::: TEXT PROVIDED
The fact that we categorised things as “evil” and judged “evil” bad is also an evolutionary mechanism, in this case a defence against someone’s evil against you. In other words if I cant win by evil, I disable your ability for evil or reduce the potency in your evil by making moral or religious injunctions, by getting access to power and legislation to outlaw and judge your acts as evil and to punish them accordingly, or by committing evil against you but calling it good instead, such as calling you enemy and go to war with you.

And so genocides and ethnic cleansing and wars are just the human animal way of eliminating undesirable parts of itself. There is no good or evil about it. That it is happening is enough justification that it is “good” from an evolutionary perspective, for evolution is doing what it is supposed to do. And it certainly cannot be bad for even Nature cooperate with it, for from time to time we have massive catastrophic natural disasters like earthquakes and floods that wipe out hundreds of thousands of people.
::::::
::: DATASET EXCERPTS
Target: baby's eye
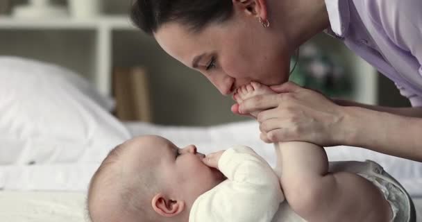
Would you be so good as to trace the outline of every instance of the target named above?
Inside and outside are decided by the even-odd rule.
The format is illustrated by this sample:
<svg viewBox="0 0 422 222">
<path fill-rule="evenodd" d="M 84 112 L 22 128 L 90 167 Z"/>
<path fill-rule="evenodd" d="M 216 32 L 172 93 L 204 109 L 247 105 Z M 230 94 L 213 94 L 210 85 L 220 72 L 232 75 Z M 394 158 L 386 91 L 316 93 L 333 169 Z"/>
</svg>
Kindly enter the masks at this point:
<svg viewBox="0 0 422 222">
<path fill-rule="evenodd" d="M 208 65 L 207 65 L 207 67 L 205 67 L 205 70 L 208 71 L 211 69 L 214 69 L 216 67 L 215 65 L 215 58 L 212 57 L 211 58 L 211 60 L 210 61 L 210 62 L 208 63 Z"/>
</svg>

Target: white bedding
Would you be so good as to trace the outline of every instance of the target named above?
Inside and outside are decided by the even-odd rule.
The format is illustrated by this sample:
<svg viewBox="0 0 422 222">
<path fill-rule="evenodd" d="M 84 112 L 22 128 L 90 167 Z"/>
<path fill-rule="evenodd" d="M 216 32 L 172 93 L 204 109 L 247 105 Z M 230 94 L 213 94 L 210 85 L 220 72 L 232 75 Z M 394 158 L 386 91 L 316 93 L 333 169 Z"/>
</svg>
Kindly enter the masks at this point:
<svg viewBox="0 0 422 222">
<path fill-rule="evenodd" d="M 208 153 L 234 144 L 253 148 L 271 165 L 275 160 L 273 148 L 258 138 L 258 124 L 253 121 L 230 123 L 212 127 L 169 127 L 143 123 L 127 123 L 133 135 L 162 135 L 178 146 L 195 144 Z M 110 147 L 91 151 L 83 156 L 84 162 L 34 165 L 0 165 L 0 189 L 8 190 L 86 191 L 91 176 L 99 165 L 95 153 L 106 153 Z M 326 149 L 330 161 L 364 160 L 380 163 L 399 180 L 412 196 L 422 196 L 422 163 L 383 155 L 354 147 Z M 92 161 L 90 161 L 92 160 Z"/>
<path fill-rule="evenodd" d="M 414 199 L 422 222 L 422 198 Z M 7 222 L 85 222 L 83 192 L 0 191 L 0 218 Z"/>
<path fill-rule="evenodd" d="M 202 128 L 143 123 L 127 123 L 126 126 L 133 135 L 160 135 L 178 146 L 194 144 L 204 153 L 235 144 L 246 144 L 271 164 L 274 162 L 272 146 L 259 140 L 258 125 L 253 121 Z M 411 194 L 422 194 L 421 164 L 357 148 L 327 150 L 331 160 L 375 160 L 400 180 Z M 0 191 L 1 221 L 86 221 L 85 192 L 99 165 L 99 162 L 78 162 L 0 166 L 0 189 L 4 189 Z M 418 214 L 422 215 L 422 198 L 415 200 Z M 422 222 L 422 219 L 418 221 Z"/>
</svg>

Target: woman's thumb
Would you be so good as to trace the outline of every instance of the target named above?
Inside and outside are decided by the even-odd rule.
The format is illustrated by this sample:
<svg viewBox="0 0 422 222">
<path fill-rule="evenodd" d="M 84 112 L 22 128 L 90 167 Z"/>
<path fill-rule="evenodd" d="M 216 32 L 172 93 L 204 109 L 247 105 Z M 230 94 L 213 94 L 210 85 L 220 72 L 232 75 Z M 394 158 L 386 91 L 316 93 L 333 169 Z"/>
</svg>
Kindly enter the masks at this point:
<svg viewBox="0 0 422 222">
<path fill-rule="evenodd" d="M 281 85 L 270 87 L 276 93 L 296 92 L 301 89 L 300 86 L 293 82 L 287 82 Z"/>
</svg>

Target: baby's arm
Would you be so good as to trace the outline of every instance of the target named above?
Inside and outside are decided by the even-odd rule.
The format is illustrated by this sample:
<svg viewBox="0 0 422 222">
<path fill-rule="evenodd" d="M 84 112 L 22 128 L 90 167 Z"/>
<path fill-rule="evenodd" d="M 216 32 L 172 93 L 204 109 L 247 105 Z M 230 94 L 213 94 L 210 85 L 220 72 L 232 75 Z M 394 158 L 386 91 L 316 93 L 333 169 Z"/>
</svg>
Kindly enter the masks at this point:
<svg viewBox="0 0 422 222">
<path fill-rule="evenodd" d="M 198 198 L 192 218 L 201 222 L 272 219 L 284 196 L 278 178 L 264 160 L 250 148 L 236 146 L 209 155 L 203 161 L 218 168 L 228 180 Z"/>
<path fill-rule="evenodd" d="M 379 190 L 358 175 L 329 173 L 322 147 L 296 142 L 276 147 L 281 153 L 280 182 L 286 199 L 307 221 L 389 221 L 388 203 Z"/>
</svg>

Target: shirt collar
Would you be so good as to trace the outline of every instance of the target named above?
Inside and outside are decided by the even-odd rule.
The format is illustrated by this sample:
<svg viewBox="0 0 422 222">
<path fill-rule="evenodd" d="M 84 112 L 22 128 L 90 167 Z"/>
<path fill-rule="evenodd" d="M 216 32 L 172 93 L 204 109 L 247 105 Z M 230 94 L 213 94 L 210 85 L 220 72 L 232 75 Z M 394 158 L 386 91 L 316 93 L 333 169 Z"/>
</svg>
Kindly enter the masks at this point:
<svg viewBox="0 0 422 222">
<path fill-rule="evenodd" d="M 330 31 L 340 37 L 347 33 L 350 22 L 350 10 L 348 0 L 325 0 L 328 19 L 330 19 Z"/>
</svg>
::::::
::: DATASET EXCERPTS
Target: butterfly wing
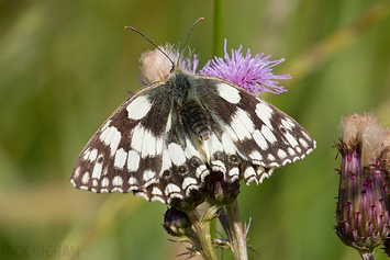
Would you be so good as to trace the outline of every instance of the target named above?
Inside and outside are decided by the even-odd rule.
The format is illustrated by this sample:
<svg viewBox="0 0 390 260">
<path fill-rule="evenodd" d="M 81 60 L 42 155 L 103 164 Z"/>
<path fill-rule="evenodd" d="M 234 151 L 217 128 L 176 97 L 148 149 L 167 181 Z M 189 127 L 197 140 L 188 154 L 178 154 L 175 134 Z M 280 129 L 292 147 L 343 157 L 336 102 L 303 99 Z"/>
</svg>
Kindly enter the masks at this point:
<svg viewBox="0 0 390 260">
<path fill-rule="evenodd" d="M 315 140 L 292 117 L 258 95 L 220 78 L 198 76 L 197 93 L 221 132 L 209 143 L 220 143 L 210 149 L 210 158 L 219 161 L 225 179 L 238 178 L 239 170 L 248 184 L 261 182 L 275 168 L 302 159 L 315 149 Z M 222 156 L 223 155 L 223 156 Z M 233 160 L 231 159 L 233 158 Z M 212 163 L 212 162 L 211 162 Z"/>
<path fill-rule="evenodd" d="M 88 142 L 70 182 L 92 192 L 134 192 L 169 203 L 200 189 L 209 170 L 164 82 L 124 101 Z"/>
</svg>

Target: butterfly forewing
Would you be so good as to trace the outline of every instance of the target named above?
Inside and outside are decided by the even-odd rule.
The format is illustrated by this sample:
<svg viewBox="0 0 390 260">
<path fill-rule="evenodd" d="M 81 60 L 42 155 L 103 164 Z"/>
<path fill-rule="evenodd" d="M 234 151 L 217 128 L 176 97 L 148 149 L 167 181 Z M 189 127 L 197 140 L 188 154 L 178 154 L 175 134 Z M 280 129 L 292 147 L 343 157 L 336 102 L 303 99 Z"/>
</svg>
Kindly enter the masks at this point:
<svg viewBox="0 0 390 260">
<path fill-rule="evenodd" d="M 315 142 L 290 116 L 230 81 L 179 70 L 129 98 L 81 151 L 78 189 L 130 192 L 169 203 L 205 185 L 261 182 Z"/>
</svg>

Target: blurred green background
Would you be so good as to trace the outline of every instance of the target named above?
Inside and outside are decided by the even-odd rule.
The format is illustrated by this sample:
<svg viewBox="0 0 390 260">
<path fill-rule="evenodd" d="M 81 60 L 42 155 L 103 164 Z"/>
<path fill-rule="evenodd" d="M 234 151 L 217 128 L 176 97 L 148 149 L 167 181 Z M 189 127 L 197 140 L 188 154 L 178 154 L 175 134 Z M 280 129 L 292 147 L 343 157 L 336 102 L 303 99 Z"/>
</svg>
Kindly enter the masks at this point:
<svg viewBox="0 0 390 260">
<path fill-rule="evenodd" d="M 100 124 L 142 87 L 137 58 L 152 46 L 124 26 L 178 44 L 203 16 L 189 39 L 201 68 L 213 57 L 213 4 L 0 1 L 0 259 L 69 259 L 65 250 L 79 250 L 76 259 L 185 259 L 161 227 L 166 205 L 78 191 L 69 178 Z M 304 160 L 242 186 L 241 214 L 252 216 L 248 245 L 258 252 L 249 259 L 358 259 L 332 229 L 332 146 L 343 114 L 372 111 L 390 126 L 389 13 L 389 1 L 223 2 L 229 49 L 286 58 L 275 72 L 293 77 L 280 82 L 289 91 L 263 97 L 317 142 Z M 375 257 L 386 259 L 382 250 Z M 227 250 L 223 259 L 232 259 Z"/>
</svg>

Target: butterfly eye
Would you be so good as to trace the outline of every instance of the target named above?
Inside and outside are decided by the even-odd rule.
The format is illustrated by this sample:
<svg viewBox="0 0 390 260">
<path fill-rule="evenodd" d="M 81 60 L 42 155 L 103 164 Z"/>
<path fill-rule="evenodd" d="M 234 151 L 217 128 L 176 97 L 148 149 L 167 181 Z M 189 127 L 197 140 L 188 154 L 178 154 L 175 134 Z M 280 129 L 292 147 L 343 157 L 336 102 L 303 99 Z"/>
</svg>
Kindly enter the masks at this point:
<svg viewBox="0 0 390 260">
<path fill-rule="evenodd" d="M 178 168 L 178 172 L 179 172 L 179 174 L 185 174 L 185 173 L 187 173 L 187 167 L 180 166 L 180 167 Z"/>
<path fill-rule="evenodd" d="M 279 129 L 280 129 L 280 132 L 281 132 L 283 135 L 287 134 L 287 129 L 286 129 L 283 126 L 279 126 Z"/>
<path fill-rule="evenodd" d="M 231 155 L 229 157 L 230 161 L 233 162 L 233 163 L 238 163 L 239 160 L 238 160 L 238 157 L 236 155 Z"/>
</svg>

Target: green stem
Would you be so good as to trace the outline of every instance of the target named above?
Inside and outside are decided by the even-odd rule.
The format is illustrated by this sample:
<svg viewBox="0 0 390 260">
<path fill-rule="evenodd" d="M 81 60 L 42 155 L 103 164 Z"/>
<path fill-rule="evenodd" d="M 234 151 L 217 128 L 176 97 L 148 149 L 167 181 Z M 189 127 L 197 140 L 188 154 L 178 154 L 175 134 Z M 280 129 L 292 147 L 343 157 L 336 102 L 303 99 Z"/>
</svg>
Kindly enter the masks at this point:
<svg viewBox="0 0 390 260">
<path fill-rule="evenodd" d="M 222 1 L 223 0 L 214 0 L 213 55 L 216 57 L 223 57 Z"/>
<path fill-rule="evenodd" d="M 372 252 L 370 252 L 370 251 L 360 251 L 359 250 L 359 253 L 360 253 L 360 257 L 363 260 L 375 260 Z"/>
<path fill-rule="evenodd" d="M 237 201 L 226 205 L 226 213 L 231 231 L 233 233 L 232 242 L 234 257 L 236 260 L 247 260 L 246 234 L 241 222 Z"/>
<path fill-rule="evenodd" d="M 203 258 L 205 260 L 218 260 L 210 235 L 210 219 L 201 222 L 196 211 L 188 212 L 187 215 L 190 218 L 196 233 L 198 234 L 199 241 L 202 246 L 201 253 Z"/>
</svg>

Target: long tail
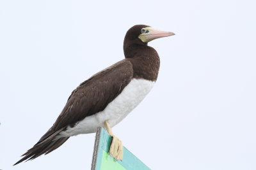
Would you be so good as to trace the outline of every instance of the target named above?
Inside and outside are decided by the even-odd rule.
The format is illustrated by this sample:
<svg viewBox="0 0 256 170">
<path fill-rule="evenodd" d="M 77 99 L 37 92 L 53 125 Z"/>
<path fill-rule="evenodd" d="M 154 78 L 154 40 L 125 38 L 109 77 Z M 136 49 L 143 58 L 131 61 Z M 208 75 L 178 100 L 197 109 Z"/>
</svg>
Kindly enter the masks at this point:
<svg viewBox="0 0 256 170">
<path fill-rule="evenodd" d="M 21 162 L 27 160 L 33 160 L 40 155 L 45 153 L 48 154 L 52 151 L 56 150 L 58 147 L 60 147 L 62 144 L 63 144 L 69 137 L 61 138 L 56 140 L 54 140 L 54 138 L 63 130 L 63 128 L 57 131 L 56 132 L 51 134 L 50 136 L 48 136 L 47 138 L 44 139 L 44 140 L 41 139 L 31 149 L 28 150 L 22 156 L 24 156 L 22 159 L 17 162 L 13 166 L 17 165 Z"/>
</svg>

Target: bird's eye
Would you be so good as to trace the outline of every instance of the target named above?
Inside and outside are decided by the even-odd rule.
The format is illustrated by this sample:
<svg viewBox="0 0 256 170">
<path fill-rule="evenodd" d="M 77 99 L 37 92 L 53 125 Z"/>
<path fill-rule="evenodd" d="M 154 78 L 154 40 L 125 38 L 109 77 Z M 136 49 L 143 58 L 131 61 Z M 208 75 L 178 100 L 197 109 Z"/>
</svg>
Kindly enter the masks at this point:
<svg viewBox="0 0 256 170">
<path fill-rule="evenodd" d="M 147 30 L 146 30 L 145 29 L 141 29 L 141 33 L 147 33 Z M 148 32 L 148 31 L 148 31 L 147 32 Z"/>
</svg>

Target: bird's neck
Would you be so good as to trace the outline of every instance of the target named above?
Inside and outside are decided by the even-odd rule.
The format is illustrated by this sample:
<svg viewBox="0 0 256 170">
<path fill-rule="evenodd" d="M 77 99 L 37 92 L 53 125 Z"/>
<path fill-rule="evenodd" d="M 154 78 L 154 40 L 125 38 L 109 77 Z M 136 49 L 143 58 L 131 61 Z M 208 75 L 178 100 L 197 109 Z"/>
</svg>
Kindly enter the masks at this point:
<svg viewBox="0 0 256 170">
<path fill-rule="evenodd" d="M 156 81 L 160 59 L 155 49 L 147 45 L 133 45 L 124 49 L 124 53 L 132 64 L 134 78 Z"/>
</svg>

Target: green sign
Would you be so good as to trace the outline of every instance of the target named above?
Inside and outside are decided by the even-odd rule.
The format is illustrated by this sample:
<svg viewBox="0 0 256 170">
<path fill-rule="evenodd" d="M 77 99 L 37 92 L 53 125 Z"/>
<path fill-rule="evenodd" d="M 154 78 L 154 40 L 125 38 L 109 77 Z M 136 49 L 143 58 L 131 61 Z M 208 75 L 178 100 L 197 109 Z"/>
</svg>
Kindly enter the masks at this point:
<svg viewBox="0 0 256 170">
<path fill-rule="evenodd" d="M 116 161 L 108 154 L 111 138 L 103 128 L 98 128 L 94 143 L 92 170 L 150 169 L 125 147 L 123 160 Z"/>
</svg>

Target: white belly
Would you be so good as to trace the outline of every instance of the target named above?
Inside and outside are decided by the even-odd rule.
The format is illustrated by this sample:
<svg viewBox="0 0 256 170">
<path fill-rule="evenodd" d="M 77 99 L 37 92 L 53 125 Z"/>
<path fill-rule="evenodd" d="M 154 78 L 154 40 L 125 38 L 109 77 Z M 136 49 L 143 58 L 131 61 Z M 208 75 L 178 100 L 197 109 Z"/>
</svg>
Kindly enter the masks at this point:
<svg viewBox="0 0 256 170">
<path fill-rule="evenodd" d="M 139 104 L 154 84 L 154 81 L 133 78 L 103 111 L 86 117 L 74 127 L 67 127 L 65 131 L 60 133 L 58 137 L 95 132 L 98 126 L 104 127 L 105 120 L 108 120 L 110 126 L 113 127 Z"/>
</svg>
::::::
#### [EXERCISE TASKS]
- 1) Please write out the passage on evil and evolution in full, word for word.
- 2) From the listing, pull the lines starting at the line containing "Target: green stem" and ending at the line containing "222 1 L 223", both ends included. Give only those lines, unchanged.

#### [ANSWER SET]
- 1)
The fact that we categorised things as “evil” and judged “evil” bad is also an evolutionary mechanism, in this case a defence against someone’s evil against you. In other words if I cant win by evil, I disable your ability for evil or reduce the potency in your evil by making moral or religious injunctions, by getting access to power and legislation to outlaw and judge your acts as evil and to punish them accordingly, or by committing evil against you but calling it good instead, such as calling you enemy and go to war with you.

And so genocides and ethnic cleansing and wars are just the human animal way of eliminating undesirable parts of itself. There is no good or evil about it. That it is happening is enough justification that it is “good” from an evolutionary perspective, for evolution is doing what it is supposed to do. And it certainly cannot be bad for even Nature cooperate with it, for from time to time we have massive catastrophic natural disasters like earthquakes and floods that wipe out hundreds of thousands of people.

- 2)
Target: green stem
Would you be so good as to trace the outline of every instance of the target named above?
Inside and outside are decided by the even-odd rule.
The format is illustrated by this sample:
<svg viewBox="0 0 390 260">
<path fill-rule="evenodd" d="M 81 60 L 42 155 L 103 164 Z"/>
<path fill-rule="evenodd" d="M 234 151 L 217 128 L 176 97 L 148 149 L 167 181 Z M 189 127 L 197 140 L 188 154 L 178 154 L 175 134 Z M 280 129 L 292 147 L 343 157 L 336 102 L 303 99 Z"/>
</svg>
Kindly enter the masks at this point:
<svg viewBox="0 0 390 260">
<path fill-rule="evenodd" d="M 222 1 L 223 0 L 214 0 L 213 55 L 216 57 L 223 57 Z"/>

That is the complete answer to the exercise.